**SELECTED EXCERPT:**
⟨

Posted by Allan S on Fri December 11, 2009 at 14h01
[These are notes from Allan Simon, rated 1545 (high of 1748).]

Juraj has written a good essay on exchanging, the main thrust of which is that novice and intermediate players do not exchange often enough, and when they do exchange, they don’t always exchange enough letters.

In principle, I agree with Juraj. But I have a couple of caveats:

1)Every rack is worth thinking about, at least briefly. At the October tournament I picked up AADIIKO, looked around briefly for a place for OIDIA – the only spot scored only 7 points and slotted the O in the triple lane, so I bemoaned my usual bad luck and announced “exchange six”, keeping an A. My hand wasn’t out of the bag when I saw I could have played AIKIDO for 50 points, still keeping my A!

Over the years, I can remember a few racks with III where I almost exchanged, and then found a bingo: INCISION vs. Albert and MILITIAS (from the M on the centre star!) vs. Siri.
If you have ALNSUUU, you might think of LUAU, UNAU or exchanging and overlook UNUSUAL.
So my tip #1 is : think for at least 15 seconds before exchanging.

2)If you have lousy letters but they happen to make a decent score, make the play rather than exchange. Yesterday vs. Albert I picked up AIILQTY. He opened with DUD. Actually my crappy rack has reasonable synergy – I have QI, QAT and I can play QADI or QAID, at a couple of places. I however played QUALITY (for only 20 points if memory serves), to get rid of the ugly IY combo, and for turnover. On my next turn, I drew a blank, but otherwise more crap: IIPPTU? and Albert blocked my planned UPPITY. But PIU went down for 20 points, and the leave wasn’t bad. In fact I had a great draw and next I got down OPIATES for 85 points. I went on to win the game by 15 (including a 10-point time penalty vs Albert). I am not saying I played a particularly great game, but if I had exchanged with one of the early racks I probably would have lost.

⟩

**STATED PROBLEM 1:** In the notes on exchanging, what word could the writer have played for 50 points with the rack AADIIKO?
**STATED PROBLEM 2:** Pick up the notes on exchanging right after their final sentence and carry them forward.

**DATA SECTION:**
⟨

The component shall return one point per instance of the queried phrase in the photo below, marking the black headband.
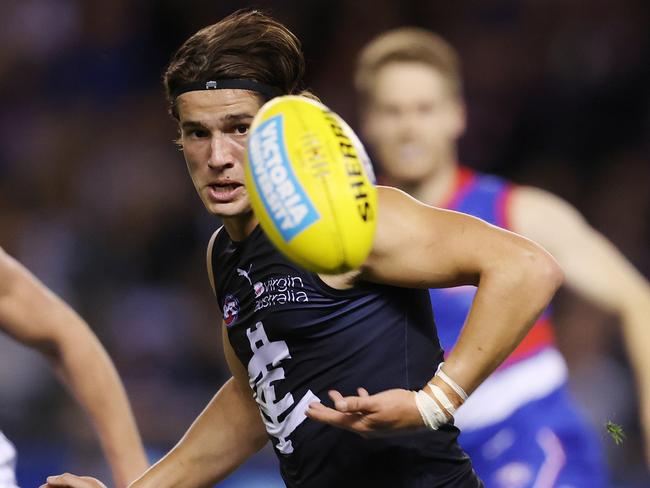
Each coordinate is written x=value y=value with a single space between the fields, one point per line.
x=238 y=84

⟩

**REPLY 1:** AIKIDO

**REPLY 2:**
When I got home that night I played a game on ISC and my first rack was AIIILOT. You can see that I have a knack for drawing I’s! My opponent opened with OVA and rather than exchange I decided there had to be a reason for that tantalizing L hook and played AIOLI for 14 points.

So my tip #2 is: when your crappy rack somehow allows a reasonable play (say 12 points or more, with a reasonable leave) – make the play. So with Laverne’s rack of BLRRRRR – yeah, I probably would have exchanged but first I would have looked for a spot for BRRR. And if I had found one for, say, 15 points, I would have taken it and kept LRR which doesn’t look all that bad. But of course if the best I can do is BRR I would exchange, unless the score was much higher.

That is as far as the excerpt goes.